#### MATERIAL SUPPLIED ####

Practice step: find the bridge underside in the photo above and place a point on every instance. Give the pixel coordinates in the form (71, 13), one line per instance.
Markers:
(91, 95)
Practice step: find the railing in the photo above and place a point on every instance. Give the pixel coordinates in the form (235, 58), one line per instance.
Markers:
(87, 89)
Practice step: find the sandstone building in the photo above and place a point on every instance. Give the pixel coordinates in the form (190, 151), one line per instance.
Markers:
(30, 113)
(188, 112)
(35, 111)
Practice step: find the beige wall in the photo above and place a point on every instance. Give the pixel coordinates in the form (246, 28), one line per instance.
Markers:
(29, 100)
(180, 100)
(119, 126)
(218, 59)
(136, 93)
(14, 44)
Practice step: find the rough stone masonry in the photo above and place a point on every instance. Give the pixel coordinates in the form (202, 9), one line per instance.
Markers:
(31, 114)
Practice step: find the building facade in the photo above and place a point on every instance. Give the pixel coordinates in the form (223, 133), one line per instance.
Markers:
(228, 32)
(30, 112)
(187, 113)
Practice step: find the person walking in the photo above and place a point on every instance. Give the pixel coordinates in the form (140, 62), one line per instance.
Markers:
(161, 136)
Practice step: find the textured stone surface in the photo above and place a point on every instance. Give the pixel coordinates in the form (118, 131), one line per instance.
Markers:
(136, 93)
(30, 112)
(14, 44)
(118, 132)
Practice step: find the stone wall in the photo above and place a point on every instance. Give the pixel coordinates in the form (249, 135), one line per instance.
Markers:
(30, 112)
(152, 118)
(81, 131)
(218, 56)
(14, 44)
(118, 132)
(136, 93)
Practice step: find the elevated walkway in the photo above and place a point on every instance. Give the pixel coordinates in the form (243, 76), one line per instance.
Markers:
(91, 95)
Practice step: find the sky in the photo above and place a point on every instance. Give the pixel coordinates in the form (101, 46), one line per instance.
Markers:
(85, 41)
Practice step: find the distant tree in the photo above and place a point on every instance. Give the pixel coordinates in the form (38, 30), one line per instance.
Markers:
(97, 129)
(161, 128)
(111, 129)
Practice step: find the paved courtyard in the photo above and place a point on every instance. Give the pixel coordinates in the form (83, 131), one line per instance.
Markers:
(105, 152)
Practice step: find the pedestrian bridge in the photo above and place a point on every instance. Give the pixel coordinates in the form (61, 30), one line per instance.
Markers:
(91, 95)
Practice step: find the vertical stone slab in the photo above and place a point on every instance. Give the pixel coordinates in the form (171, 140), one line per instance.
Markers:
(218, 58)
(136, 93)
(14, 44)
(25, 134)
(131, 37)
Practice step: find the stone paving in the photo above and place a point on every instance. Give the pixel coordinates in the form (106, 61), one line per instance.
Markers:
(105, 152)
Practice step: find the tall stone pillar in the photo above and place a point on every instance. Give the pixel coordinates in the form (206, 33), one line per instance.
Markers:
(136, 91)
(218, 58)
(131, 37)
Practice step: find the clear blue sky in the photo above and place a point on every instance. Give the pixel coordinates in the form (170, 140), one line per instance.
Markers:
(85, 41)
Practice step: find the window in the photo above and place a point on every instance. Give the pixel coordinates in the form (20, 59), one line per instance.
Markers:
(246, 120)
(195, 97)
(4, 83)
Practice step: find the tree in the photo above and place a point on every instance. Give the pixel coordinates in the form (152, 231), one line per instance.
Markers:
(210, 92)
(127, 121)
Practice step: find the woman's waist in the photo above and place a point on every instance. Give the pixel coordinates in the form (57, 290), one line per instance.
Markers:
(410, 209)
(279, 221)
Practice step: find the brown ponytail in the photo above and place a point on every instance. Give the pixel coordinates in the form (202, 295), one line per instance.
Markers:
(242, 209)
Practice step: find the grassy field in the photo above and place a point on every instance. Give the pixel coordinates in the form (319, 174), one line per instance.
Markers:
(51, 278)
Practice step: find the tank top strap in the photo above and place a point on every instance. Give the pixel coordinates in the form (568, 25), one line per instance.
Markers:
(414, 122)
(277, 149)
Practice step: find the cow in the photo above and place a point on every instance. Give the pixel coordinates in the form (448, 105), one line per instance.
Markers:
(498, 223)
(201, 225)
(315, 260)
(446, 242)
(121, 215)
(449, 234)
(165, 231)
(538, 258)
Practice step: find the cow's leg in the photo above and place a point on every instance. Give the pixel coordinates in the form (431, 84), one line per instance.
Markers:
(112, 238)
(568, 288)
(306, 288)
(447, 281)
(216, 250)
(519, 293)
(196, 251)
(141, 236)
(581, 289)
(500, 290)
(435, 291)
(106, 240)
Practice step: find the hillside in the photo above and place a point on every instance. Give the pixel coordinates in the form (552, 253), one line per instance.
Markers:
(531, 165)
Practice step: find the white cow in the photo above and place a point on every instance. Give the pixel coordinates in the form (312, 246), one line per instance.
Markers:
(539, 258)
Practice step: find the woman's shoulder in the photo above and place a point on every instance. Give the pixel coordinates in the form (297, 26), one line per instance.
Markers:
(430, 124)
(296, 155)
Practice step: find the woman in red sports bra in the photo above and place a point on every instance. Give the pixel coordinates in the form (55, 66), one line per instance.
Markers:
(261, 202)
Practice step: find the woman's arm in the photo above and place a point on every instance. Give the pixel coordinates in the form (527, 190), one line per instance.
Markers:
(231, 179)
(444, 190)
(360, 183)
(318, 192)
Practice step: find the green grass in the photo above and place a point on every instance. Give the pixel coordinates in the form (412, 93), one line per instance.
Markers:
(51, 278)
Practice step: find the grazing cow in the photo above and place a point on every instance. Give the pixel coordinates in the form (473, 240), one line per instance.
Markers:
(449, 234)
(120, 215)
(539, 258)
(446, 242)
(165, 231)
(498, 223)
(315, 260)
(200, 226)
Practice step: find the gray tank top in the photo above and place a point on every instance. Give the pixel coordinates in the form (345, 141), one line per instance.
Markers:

####

# WHAT IS REQUIRED:
Work out how many lines of the listing above include "tank"; the reply is that number alone.

# TASK RESULT:
2